▶ [CHECK YOUR UNDERSTANDING]
A – Based on the tortilla post, answer yes or no to each statement and quote the words that decide it: (i) Boiling shucked corn with calcium hydroxide is a process called nixtamal. (ii) Grinding masa on a metate took women about one hour each morning. (iii) Tortilla machines of the 1960s and '70s could produce a tortilla every ten seconds.
B – From the tortilla post, extract the text between "In the 1940s" and "spreading throughout Mexico.", inclusive.

| Posted August 3, 2004:
The two o’clock lineup at the corner tortillería
that I pass daily is a cross section of Mexican society. Men and
women in business attire, school kids, maids, campesinos, laborers
– all wait in line for Mexico’s daily sustenance -hot,
steaming corn tortillas, fresh off the press. No matter what one’s
economic standing is, corn tortillas are the basis of at least two
meals a day.
Developed by the original Mesoamericans, the process of making
tortillas by boiling shucked corn with chunks of calcium hydroxide,
a process called nixtamal, liberates nutrients and softens
the seed coat. The boiled, nixtamal-ized corn was traditionally
ground to masa dough using a stone hand grinder called
a metate. This took women several hours every morning, often starting
a four AM.
In the 1940s and ‘50s, one of the first widespread uses of
small scale gas engines and electric motors was to power wet grain
grinders for making masa. A hand press or hand patting
were used to form the masa into tortillas.
By the 1960s and ‘70s small scale tortilla-making machines
which could put out a hot, steaming tortilla every two seconds were
spreading throughout Mexico.

(Records taken from a dataset)
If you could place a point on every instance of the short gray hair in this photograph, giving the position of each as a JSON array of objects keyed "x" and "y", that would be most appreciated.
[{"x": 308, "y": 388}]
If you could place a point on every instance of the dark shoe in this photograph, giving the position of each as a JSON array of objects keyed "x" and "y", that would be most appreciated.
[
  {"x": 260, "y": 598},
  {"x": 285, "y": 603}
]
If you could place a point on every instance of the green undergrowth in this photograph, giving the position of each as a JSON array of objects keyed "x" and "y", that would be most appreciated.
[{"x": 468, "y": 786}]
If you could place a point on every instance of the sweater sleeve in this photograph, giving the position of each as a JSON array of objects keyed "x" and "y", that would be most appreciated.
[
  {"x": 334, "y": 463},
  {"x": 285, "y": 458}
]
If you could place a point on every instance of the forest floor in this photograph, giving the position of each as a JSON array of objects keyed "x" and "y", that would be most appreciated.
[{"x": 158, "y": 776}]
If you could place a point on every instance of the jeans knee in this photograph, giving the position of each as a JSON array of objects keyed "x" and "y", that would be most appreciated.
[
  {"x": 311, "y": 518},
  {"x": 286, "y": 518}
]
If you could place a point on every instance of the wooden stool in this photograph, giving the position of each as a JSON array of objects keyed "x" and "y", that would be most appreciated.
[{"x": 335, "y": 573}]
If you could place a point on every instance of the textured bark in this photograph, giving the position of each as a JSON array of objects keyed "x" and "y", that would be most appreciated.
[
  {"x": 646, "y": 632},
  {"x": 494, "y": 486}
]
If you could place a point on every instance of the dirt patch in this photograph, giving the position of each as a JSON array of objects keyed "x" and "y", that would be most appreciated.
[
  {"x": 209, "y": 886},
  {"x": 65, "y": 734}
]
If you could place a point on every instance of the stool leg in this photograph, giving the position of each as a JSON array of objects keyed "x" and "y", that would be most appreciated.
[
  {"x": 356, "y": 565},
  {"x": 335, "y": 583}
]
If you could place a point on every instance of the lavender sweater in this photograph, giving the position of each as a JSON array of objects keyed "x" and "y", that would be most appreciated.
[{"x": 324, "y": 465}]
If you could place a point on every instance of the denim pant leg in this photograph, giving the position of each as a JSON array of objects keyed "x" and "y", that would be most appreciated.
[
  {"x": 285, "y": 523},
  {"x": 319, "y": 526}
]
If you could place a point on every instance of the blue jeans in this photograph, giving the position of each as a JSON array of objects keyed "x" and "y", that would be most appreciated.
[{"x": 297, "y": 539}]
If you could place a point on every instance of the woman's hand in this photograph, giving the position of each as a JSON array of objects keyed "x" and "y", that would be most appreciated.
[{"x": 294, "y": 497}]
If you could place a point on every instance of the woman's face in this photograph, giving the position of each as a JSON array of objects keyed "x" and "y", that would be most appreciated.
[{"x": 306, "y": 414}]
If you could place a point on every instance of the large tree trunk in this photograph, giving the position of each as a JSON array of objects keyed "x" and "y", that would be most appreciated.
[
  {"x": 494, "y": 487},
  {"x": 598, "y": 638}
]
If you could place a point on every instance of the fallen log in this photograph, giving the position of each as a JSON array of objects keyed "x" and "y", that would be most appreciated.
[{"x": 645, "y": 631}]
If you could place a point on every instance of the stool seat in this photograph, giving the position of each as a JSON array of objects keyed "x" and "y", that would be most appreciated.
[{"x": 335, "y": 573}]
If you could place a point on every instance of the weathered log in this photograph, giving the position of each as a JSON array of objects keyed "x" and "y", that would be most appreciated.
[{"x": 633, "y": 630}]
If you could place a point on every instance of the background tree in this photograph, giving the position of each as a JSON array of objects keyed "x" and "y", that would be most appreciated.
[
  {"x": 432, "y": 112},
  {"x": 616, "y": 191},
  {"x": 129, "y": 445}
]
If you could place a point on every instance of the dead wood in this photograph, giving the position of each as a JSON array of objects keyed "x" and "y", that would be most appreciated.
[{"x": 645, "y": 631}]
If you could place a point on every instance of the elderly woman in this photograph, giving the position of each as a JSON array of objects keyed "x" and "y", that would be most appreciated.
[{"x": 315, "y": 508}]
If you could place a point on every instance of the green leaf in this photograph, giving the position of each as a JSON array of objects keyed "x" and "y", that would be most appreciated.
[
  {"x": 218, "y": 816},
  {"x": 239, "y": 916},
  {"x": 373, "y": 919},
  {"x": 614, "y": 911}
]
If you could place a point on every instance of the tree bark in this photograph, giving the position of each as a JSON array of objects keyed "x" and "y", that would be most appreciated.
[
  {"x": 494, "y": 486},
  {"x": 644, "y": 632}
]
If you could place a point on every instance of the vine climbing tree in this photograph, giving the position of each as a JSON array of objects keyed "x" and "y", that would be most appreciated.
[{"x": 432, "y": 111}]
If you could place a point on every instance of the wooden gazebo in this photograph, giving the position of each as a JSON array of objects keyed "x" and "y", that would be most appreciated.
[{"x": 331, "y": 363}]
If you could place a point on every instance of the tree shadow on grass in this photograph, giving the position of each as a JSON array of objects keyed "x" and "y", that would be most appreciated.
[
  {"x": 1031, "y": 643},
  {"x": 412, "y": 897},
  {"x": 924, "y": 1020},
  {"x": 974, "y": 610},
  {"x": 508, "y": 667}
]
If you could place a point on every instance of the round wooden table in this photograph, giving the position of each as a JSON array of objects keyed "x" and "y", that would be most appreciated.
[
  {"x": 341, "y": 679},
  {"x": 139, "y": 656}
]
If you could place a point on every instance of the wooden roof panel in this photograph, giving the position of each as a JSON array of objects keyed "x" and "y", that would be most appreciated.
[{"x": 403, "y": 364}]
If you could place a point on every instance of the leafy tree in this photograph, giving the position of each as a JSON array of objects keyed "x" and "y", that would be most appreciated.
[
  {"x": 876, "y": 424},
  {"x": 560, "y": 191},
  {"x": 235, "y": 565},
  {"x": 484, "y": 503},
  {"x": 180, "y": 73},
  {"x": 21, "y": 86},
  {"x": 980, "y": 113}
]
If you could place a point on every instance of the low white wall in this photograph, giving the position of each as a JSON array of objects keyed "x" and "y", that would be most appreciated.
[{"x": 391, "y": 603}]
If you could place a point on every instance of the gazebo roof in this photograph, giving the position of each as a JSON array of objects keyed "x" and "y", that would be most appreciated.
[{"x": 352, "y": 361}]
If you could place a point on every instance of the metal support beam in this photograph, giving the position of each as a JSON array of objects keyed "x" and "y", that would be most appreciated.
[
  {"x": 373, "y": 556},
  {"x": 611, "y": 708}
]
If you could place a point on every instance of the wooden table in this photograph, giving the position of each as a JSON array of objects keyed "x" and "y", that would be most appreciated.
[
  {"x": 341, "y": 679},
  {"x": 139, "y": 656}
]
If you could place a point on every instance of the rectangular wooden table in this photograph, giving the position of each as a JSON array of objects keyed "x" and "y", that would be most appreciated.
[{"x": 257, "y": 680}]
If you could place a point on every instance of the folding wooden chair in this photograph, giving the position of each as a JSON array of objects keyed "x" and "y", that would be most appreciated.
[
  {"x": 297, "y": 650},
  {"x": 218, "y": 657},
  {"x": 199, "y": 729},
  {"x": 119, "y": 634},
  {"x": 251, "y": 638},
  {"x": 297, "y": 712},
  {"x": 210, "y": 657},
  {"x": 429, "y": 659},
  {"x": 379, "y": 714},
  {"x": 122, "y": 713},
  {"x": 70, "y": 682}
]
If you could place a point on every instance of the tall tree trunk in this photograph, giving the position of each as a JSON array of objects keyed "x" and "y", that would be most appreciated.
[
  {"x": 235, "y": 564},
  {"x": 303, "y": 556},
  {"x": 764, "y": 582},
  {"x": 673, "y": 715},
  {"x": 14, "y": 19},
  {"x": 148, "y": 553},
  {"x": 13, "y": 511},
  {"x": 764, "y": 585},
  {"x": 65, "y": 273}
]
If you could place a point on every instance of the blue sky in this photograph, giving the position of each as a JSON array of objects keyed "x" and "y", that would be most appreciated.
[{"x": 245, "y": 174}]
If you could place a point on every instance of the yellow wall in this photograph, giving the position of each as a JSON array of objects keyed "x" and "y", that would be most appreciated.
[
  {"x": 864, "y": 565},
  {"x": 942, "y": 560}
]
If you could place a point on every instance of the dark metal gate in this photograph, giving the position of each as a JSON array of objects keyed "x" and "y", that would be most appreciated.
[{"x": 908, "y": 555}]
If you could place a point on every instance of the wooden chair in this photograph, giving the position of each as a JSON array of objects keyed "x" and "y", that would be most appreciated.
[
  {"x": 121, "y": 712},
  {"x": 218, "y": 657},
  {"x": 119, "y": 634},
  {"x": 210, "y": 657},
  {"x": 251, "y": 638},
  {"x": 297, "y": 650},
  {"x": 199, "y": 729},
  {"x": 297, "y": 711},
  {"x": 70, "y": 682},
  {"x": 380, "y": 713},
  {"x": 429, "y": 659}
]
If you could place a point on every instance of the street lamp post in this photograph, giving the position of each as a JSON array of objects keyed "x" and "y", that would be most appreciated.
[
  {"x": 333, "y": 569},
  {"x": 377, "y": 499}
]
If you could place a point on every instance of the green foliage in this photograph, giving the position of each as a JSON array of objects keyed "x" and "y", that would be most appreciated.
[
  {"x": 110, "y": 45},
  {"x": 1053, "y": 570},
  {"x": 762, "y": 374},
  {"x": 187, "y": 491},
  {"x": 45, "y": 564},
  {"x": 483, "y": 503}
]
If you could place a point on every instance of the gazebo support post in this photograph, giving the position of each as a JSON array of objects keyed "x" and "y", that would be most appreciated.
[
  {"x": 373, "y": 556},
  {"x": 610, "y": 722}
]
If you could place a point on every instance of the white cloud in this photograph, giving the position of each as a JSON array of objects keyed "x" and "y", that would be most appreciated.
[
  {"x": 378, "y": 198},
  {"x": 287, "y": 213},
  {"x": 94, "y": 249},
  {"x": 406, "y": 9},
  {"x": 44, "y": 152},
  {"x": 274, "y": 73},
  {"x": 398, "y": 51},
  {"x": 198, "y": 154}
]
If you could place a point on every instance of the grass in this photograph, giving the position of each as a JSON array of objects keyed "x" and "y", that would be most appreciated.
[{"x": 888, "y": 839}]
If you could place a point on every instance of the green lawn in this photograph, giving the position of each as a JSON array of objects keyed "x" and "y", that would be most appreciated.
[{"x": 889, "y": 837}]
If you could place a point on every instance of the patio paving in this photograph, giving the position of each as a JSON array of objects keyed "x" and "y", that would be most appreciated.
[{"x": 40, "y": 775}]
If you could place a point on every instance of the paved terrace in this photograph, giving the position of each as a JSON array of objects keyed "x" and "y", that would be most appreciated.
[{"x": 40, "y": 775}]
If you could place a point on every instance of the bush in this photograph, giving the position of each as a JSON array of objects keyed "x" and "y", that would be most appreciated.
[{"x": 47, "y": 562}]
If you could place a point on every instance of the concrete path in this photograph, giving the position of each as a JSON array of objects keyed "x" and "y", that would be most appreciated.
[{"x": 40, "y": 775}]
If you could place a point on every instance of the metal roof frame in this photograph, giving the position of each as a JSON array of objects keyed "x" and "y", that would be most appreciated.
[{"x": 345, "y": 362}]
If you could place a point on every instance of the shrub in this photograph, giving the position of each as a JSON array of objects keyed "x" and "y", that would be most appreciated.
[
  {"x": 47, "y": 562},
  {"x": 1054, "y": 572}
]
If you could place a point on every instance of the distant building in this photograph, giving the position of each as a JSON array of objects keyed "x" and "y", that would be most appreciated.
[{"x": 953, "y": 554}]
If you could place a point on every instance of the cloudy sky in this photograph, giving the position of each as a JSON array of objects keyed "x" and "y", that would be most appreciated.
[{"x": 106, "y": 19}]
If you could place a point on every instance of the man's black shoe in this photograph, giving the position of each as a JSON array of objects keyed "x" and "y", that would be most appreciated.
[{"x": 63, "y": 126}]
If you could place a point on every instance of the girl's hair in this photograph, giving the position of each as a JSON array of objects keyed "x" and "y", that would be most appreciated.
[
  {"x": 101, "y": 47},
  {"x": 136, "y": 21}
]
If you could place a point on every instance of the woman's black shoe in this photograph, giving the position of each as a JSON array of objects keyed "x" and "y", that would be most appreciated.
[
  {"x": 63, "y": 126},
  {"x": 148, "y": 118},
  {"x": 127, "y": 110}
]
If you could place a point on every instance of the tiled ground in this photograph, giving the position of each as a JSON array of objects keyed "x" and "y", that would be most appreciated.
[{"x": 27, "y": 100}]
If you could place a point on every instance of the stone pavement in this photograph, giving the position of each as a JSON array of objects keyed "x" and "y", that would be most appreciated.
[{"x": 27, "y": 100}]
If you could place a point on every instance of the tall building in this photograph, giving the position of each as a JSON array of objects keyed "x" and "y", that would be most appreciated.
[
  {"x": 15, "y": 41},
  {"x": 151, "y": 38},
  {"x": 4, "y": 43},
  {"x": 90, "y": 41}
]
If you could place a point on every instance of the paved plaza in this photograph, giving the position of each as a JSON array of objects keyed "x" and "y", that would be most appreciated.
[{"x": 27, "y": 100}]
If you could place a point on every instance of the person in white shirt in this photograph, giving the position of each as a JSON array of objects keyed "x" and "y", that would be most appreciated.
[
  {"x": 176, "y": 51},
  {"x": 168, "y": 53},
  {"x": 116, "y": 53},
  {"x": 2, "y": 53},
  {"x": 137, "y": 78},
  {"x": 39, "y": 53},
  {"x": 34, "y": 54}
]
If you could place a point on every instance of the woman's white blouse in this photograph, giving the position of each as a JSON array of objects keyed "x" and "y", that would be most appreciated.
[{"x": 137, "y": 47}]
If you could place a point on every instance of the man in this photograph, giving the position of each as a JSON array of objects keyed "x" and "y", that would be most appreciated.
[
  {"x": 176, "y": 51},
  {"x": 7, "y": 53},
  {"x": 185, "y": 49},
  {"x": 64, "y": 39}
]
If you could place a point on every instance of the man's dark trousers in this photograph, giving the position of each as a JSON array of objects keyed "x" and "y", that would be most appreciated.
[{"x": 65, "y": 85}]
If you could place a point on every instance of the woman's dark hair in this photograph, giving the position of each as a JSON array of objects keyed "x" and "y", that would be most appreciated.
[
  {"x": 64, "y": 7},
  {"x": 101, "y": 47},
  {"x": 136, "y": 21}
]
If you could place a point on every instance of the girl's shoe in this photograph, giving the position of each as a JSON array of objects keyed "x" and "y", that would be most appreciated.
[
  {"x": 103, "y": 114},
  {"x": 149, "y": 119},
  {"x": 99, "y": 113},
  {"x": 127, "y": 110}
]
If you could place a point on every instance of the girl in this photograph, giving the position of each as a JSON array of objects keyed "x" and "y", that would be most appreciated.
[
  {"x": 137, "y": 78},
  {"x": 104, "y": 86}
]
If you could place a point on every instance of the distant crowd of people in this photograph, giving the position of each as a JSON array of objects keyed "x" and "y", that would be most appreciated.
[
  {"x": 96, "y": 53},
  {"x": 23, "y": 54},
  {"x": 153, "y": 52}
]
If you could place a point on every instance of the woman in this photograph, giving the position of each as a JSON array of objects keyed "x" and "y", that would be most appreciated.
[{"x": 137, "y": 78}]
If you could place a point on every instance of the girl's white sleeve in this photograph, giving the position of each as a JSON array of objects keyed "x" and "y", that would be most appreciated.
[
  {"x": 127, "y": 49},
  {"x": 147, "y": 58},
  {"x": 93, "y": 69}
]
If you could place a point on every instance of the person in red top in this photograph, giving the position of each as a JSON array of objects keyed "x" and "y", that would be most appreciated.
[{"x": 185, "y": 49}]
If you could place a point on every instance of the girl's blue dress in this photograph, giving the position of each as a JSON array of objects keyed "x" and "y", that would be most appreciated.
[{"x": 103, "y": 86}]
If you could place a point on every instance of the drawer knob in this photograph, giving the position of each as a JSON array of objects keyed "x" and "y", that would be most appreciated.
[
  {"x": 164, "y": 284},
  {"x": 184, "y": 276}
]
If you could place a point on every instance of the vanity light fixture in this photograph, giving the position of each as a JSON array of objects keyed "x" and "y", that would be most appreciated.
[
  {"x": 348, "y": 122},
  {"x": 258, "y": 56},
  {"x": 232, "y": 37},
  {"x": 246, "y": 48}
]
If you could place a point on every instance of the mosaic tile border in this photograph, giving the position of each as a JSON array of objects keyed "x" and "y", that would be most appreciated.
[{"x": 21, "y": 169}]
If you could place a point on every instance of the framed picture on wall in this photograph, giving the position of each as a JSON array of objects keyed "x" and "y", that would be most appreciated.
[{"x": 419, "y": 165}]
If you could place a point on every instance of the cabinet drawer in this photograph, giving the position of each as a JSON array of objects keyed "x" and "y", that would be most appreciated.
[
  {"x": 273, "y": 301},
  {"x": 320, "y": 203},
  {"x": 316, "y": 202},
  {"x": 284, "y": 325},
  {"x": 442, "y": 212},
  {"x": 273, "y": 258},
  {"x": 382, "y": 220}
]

▶ [EXPECTED OUTPUTS]
A –
(i) Yes: "a process called nixtamal"
(ii) No: "This took women several hours every morning"
(iii) No: "could put out a hot, steaming tortilla every two seconds"

B –
In the 1940s and ‘50s, one of the first widespread uses of
small scale gas engines and electric motors was to power wet grain
grinders for making masa. A hand press or hand patting
were used to form the masa into tortillas.
By the 1960s and ‘70s small scale tortilla-making machines
which could put out a hot, steaming tortilla every two seconds were
spreading throughout Mexico.